## Things to do
[a] Translate this sentence from the passage on postwar lessons from Bosnia and Kosovo into Spanish: "Let the Bosnian Muslim, Serb and Croat experience of executive stalemate and legislative inaction stand as a cautionary tale."
[b] Carry on the passage about postwar lessons from Bosnia and Kosovo, picking up after its final sentence.

## Page text
........
Perhaps the most important political lesson from BiH and Kosovo is that the foundation for any successful transition is establishing the rule of law. Consider the political lessons from Bosnia that were already clear by the 1999 intervention in Kosovo. The early and frequent elections in Bosnia simply allowed the wartime nationalist parties on all three sides to gain an upper hand. Their grip on power has proved hard to dislodge; witness the results of the most recent elections. In Kosovo, the delay of local elections until October 2000 and national elections until November 2001 allowed enough time for institutional reform—namely the adoption of a Constitutional Framework—and made way for more moderate candidates.
It has proved much harder in Kosovo, and will also be hard in Afghanistan and Iraq, to follow another of Ambassador Bond's political lessons from Bosnia: to avoid ethnic quotas for representation. Let the Bosnian Muslim, Serb and Croat experience of executive stalemate and legislative inaction stand as a cautionary tale. I would not, however, go so far as to rule out ethnicity-based representation altogether, as this may be a least bad alternative.
........
## Material shown
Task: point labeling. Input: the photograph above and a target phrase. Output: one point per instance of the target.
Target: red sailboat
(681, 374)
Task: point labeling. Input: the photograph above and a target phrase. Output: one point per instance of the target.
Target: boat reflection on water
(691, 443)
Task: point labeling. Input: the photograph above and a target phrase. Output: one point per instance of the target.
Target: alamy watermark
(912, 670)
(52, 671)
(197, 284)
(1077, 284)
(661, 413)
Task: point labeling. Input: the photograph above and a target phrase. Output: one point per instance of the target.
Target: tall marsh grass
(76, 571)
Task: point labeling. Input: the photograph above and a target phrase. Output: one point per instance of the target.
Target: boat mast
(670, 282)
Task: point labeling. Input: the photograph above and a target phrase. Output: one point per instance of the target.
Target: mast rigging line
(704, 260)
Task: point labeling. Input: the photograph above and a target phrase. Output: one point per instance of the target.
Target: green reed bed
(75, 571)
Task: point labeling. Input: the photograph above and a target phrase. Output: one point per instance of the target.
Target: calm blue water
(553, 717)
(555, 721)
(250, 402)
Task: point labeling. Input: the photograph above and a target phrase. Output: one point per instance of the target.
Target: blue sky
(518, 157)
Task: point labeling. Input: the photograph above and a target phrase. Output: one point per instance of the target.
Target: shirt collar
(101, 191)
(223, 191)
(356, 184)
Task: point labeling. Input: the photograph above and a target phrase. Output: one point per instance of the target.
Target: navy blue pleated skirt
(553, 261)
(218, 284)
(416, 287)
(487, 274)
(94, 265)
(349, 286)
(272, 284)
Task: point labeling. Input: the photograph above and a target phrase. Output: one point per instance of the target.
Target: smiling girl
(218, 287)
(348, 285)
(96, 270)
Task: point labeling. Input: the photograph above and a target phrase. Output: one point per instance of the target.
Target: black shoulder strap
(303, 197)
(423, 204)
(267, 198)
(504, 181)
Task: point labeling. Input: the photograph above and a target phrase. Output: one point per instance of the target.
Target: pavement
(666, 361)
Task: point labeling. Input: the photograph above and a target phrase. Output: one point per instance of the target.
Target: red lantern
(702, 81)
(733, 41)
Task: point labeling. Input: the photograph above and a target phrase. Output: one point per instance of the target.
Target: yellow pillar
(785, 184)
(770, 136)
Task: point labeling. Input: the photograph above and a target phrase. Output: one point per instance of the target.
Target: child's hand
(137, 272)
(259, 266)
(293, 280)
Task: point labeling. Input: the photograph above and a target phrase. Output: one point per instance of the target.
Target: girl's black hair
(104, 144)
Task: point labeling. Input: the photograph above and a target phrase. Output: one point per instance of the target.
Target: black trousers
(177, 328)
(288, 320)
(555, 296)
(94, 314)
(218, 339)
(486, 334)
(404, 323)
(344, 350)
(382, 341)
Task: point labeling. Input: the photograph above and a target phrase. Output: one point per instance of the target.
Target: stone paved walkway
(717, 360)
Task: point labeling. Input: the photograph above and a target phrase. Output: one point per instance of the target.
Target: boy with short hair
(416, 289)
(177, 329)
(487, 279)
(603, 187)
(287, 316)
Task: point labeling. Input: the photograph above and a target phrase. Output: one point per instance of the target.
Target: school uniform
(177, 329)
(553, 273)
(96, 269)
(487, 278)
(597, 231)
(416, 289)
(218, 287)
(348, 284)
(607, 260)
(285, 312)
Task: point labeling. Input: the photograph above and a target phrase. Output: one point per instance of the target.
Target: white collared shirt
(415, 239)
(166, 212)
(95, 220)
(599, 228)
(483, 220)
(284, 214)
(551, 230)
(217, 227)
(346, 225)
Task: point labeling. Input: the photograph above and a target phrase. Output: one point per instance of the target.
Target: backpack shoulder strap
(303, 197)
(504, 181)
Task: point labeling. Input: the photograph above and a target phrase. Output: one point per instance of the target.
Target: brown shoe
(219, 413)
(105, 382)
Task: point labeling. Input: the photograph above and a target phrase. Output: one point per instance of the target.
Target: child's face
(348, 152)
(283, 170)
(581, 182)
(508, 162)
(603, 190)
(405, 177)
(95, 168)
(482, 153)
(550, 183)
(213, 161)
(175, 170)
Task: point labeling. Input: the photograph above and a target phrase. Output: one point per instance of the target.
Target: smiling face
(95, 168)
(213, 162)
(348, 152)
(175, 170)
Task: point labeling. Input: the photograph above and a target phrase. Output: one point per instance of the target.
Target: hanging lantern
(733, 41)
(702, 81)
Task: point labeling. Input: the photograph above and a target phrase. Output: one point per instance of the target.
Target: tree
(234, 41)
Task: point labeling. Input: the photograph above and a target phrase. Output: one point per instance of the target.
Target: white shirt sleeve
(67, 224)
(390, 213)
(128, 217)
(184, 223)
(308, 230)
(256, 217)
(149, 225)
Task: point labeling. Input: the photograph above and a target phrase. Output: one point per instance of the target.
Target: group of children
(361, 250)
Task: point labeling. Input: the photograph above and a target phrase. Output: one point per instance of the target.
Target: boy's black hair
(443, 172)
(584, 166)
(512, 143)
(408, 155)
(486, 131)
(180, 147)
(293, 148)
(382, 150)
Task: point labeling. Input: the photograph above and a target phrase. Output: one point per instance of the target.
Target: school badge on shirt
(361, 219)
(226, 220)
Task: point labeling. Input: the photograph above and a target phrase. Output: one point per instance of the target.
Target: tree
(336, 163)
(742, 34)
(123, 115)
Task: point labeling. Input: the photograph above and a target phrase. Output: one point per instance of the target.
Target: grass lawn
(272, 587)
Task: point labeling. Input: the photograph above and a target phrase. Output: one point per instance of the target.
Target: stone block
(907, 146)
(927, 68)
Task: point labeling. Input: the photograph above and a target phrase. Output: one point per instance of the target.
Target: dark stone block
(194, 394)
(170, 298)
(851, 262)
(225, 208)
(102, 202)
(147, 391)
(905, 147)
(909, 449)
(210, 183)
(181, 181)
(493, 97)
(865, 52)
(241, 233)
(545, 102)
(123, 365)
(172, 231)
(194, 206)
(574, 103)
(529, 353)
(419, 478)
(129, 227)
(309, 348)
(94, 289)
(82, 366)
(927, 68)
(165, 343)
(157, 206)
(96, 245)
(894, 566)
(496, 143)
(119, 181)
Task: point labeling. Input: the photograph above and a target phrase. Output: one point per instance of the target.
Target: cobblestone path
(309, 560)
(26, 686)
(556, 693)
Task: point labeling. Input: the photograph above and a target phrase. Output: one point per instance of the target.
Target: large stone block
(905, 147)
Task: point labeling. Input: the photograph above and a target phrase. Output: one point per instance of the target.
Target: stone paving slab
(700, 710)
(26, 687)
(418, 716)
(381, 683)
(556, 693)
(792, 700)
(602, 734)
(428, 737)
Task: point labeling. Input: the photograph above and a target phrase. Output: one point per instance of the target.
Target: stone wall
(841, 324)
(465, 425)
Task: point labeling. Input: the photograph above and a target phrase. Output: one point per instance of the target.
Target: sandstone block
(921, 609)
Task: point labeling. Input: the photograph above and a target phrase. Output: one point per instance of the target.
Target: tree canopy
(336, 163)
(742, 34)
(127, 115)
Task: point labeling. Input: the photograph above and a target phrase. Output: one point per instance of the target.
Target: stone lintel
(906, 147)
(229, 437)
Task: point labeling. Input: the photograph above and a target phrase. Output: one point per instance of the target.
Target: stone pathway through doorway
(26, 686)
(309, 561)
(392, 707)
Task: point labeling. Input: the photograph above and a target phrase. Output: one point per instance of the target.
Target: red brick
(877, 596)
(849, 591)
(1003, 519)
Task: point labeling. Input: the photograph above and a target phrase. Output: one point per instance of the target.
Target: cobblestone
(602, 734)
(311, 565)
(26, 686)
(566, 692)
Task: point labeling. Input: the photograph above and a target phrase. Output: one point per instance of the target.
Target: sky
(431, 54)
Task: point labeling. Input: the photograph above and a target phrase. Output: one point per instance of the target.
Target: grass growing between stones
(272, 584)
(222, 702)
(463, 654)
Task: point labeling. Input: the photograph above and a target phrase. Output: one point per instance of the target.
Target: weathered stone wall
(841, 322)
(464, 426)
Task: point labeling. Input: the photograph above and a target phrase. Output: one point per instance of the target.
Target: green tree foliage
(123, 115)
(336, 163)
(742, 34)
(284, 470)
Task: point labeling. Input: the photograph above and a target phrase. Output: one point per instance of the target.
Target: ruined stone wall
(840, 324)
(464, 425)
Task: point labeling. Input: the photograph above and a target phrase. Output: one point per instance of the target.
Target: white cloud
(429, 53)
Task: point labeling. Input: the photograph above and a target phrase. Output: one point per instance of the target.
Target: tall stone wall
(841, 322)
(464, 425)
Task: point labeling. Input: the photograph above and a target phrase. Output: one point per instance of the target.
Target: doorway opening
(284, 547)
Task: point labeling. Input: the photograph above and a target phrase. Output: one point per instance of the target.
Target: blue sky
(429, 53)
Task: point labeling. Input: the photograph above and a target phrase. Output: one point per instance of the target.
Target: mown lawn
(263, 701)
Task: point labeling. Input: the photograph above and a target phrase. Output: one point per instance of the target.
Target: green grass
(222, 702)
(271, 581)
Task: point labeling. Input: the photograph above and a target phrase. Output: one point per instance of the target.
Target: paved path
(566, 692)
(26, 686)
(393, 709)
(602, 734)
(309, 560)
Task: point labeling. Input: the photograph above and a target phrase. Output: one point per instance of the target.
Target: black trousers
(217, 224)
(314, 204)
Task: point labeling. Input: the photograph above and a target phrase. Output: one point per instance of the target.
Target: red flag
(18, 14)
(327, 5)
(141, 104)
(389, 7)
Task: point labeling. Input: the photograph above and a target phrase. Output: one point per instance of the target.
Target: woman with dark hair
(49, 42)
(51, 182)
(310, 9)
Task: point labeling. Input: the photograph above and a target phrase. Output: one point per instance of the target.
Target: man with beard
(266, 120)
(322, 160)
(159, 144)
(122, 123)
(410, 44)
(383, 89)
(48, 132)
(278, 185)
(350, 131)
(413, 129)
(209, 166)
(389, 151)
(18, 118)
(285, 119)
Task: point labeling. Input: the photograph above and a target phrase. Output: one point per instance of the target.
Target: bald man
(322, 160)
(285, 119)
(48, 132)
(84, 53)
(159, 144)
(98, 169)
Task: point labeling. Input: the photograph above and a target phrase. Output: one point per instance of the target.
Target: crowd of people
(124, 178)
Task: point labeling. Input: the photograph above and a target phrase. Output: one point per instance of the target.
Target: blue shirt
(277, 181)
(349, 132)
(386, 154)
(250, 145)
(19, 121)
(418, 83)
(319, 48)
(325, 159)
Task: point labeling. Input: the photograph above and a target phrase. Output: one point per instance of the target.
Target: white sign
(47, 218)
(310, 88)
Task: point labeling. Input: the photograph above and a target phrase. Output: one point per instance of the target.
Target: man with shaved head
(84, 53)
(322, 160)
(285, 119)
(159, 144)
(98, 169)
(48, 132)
........
## Responses to the exercise
[a] Que la experiencia de los musulmanes bosnios, los serbios y los croatas con el estancamiento ejecutivo y la inacción legislativa sirva de advertencia.

[b]
International coordination and cooperation
Our decade of Balkan experience with international cooperation, military presence and local police and army roles, offers a useful guide to what works and what does not work. Both Bosnia and Kosovo saw a multiplicity of agencies sharing the responsibilities of the international community from the start. Neither ensemble started well, as the current US Administration worries would happen in Iraq, but both have adjusted the original mandate in response to conditions on the ground. It may be instructive to review who is in charge of what. In Kosovo, the primary civil-military partnership, under UN Resolution 1244, is between the United Nations and NATO. The US, UK, France, Germany and Italy each have their military sectors, and the current US contingent makes up 2,300 of the 25,000 total stationed there. The UNMIK civil administrators may have been slow to arrive but have worked successfully with the NATO forces and with staff from the EU, OSCE and UNHCR. The image the UN had earned in the early days of UNPROFOR as an agency mired in caution and inaction today deserves to be shelved. Nevertheless, progress has been slow in creating a legal and judicial system that the Kosovar Albanian and Serb populations trust. A succession of European appointees to head the UNMIK mission have all entered with high hopes but achieved less than they had hoped. The result has been to reduce the level of violence and intimidation but not to establish the rule of law at a standard sufficient to lead to EU accession.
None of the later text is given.